Reading passage:
##########

The elephant in the room is no elephant in the room, it is not even an open secret. It is the question that goes asked over and over again: where is the game that makes the player cry. Where is the game that makes the player care for the character, that creates such a deep and transcending bond that the player feels a real sense of personal loss, not just the Objectivist economic loss of investment of time are resources, but a serious personal loss. Where is the experience that makes the player feel like they have touched and accessed a part of the human experience?

But making a player cry is not the gold standard that will prove beyond a shadow of a doubt that games can be great art. Because books, film, painting, photography do so much more than move us emotionally. They force us to question cultural norms, like Huck Finn did. They ask us to consider the point of view of others, like Life of Pi. And sometimes they force us, like Lolita, to confront disgusting and repellant material through compelling aesthetic beauty. They invoke anger at ourselves for being drawn back to something distasteful because there is something transcendent. And afterwards we feel scarred and human, not like a superhuman unidimensional cartoon, but an actual flesh and blood, flawed human being. I have seen games that are disgusting, and I have seen games that are aesthetically compelling, but I have never seen a game that is both.

##########

Data lines:
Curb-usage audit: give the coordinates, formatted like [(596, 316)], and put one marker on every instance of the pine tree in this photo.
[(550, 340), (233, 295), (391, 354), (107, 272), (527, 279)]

##########

Stated task: Please write out the passage on games as art from "The elephant in" to "the human experience?". The data has no connection to the passage on games as art.

Answer to the problem:
The elephant in the room is no elephant in the room, it is not even an open secret. It is the question that goes asked over and over again: where is the game that makes the player cry. Where is the game that makes the player care for the character, that creates such a deep and transcending bond that the player feels a real sense of personal loss, not just the Objectivist economic loss of investment of time are resources, but a serious personal loss. Where is the experience that makes the player feel like they have touched and accessed a part of the human experience?